==== PAGE TEXT ====

Altice USA—the American cable TV unit of Netherlands-based Altice NV—confirmed Monday in a Securities & Exchange Commission (SEC) filing that the company will launch an initial public offering (IPO) that would value the company at up to $22 billion while raising up to $1.4 billion in proceeds.
Through its acquisitions of Cablevision Systems and Suddenlink Communications over the past two years, Altice USA has risen to the rank of the nation’s fourth-largest cable system operator with 4.9 million customers across 16 states. Although the timing of the IPO is yet to be determined, the company stated in its SEC document that it intends “to raise significant amounts of funding over the next several years to fund capital expenditures, repay existing obligations, and meet other obligations.” Based on recent remarks by Altice USA CEO Dexter Toei that “it’s part of our core strategy and DNA to continue to look at acquisitions,” observers also predict that proceeds from the IPO will be used in pursuing additional purchases in the U.S. market.

====

-- BRIEF 1 --
Reproduce the part of the Altice USA article from "Through its acquisitions" up to and including "the U.S. market.".
-- BRIEF 2 --
Translate this sentence from the Altice USA article into Spanish: "Through its acquisitions of Cablevision Systems and Suddenlink Communications over the past two years, Altice USA has risen to the rank of the nation’s fourth-largest cable system operator with 4.9 million customers across 16 states."
-- BRIEF 3 --
Carry on the Altice USA article from the point where it stops.
The lines after this point are not needed for any of this work.

==== DATA ====

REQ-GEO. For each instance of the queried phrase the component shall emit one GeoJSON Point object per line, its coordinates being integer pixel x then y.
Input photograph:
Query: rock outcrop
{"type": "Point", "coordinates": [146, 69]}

====

-- WRITTEN ANSWER 1 --
Through its acquisitions of Cablevision Systems and Suddenlink Communications over the past two years, Altice USA has risen to the rank of the nation’s fourth-largest cable system operator with 4.9 million customers across 16 states. Although the timing of the IPO is yet to be determined, the company stated in its SEC document that it intends “to raise significant amounts of funding over the next several years to fund capital expenditures, repay existing obligations, and meet other obligations.” Based on recent remarks by Altice USA CEO Dexter Toei that “it’s part of our core strategy and DNA to continue to look at acquisitions,” observers also predict that proceeds from the IPO will be used in pursuing additional purchases in the U.S. market.

-- WRITTEN ANSWER 2 --
A través de sus adquisiciones de Cablevision Systems y Suddenlink Communications en los últimos dos años, Altice USA ha ascendido al puesto de cuarto operador de sistemas de cable más grande del país, con 4,9 millones de clientes en 16 estados.

-- WRITTEN ANSWER 3 --
As specified in the SEC filing, between six and seven percent of Altice USA shares will be listed. Three quarters of those shares will be offered by private equity concerns BC Partners and the Canadian Pension Plan Investment Board (CPPIB), both of which will be reducing their current holdings in Altice USA. In all, parent company Altice NV, BC Partners, and CPPIB intend to list 46.6 million non-voting Class A shares at a price range of $27 to $31. Upon completion of the IPO, Altice NV and its affiliates would be left with 75.2% of the company’s capital with the two private equity firms to hold a collective stake of about 17%. Depending on the final price range, Altice USA would also be valued at between $20 billion and $22 billion.